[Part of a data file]
######

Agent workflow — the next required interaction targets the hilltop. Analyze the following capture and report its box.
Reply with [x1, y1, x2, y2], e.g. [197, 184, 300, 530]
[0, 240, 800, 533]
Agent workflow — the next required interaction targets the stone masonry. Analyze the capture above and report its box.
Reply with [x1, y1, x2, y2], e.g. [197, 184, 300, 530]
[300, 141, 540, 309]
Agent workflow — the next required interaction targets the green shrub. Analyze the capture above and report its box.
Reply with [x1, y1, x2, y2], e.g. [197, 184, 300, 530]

######

WRITTEN EXERCISE ▸ Copy out every line of the records above that contains the word "next".

SOLUTION BELOW ▸
Agent workflow — the next required interaction targets the hilltop. Analyze the following capture and report its box.
Agent workflow — the next required interaction targets the stone masonry. Analyze the capture above and report its box.
Agent workflow — the next required interaction targets the green shrub. Analyze the capture above and report its box.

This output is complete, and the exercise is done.